# 原文:

08 11/10 UPDATE
映画史上、最も重要なアニメーション作家といえばいったい誰か。
そう訊ねられたとしたら、僕は即座にこう答える。「ノーマン・マクラレン!」と。
マクラレンはスコットランドに生まれ、イギリスで活動を始め、1939年カナダに設立された国立映画製作庁(NFBC)に招かれて、アニメーションというにとどまらず、映像表現のさまざまな可能性をどんな実験映画作家よりも貪欲に探しつづけた。でもその作品は決して難解ではなく、むしろ技法が前衛的になればなるほど、子供まで(...というか子供こそが!)楽しんで観ることのできる平易さと楽しさと美しさを獲得しているのだ。彼は言う。「アニメーションは動く絵の芸術ではなく、絵の動きの芸術だ」。まさにマクラレンこそ映像の革新者、真のアヴァンギャルド・アーティストといえるだろう。
今回上映されるのは'06年カンヌ映画祭での回顧プログラムによるもの。さこに見られるさまざまなチャレンジとはどういうものであったか、ちょっと眺めてみよう。
1.「ダイレクト・ペイント」......ひとコマひとコマ少しずつ変化するキャラクターや図像を、直接透明フィルムにペンで描いていく、マクラレンのトレードマークともいえる手法。『星とストライプ』('40)『郵便はお早めに』('41)、カナダ民謡に乗せてめんどりが踊る『ヘン・ホップ』('42)。
2.「ひっかきアニメ」......黒いフィルムに直接カッターや針で傷をつけてキャラクターや図像を描いていく(その傷はカラーインクで着色される)。即興による室内楽にシンクロして具象・抽象の図形がめまぐるしく舞い踊っては明滅する『線と色の即興詩』('55)。

# 記録の抜粋:
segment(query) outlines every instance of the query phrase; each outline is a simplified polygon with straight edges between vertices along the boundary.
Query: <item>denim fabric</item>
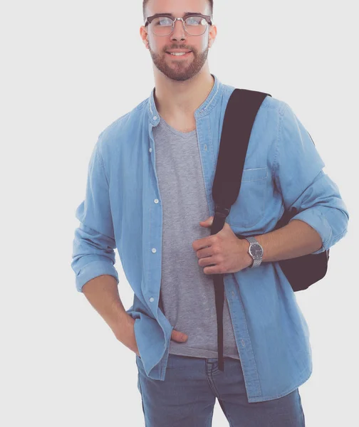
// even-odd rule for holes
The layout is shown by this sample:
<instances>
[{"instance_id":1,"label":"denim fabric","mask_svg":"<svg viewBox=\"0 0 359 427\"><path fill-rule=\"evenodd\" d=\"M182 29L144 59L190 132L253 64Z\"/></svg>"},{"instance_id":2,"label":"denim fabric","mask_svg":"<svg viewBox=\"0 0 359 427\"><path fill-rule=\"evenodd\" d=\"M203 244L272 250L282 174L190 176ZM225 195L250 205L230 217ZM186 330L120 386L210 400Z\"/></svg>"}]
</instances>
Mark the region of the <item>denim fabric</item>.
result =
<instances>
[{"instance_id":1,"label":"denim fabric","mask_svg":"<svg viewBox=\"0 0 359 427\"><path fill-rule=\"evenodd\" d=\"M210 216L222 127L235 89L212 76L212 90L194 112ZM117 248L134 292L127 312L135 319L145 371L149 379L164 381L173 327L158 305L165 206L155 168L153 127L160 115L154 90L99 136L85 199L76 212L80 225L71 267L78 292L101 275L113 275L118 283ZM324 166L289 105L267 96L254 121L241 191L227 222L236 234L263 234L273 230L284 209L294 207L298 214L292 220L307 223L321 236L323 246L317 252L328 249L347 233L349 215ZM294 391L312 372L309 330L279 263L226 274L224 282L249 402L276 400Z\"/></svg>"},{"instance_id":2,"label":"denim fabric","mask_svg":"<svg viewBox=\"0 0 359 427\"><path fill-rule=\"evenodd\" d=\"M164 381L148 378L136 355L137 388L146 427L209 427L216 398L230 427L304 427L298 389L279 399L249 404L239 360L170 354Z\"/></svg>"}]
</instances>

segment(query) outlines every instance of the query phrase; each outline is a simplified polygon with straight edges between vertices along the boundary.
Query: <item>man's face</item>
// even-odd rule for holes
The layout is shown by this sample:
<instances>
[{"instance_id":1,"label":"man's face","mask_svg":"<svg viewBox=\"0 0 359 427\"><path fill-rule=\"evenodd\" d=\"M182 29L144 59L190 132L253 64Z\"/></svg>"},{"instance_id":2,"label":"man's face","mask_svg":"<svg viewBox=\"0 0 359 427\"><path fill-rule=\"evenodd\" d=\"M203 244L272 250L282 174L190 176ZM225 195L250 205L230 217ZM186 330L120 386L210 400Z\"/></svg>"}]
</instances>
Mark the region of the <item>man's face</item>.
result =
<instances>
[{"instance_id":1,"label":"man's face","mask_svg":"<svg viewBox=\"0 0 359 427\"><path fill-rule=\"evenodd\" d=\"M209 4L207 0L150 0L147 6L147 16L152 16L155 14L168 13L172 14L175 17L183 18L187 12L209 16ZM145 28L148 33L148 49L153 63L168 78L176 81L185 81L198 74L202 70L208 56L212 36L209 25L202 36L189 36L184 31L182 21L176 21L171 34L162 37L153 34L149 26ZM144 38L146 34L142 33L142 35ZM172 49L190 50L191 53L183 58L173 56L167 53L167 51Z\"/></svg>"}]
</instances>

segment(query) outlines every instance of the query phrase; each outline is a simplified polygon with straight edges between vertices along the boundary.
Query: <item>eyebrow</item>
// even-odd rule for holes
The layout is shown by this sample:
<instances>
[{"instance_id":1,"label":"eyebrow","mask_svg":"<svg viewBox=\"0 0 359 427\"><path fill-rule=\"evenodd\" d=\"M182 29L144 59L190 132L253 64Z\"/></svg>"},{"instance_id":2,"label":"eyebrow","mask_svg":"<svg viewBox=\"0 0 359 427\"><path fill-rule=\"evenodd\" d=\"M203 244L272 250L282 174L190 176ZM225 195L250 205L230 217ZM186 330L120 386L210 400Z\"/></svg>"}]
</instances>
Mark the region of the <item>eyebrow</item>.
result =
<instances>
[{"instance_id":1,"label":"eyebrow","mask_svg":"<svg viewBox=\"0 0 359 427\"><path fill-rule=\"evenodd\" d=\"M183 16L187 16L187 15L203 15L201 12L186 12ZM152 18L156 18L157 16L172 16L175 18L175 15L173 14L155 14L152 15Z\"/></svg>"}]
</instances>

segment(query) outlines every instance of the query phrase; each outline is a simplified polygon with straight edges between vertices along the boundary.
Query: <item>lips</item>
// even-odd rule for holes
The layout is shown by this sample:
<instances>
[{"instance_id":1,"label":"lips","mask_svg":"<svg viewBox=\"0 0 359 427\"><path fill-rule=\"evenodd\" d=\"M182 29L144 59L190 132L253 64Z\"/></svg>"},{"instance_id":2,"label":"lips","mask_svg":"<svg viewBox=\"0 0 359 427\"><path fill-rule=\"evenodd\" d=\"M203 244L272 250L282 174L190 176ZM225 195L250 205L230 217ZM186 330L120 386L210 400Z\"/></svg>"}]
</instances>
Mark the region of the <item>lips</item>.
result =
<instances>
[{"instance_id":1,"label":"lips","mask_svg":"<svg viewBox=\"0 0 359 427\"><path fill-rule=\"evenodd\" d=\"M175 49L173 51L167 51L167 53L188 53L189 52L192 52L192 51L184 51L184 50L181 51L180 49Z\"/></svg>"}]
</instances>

# 課題:
マクラレンについての文章のうち、「1.「ダイレクト・ペイント」」から「線と色の即興詩』('55)。」までの部分を、一字も変えずに書き写しなさい。 これらの記録は、マクラレンについての文章とは関係がない。

# 解答:
1.「ダイレクト・ペイント」......ひとコマひとコマ少しずつ変化するキャラクターや図像を、直接透明フィルムにペンで描いていく、マクラレンのトレードマークともいえる手法。『星とストライプ』('40)『郵便はお早めに』('41)、カナダ民謡に乗せてめんどりが踊る『ヘン・ホップ』('42)。
2.「ひっかきアニメ」......黒いフィルムに直接カッターや針で傷をつけてキャラクターや図像を描いていく(その傷はカラーインクで着色される)。即興による室内楽にシンクロして具象・抽象の図形がめまぐるしく舞い踊っては明滅する『線と色の即興詩』('55)。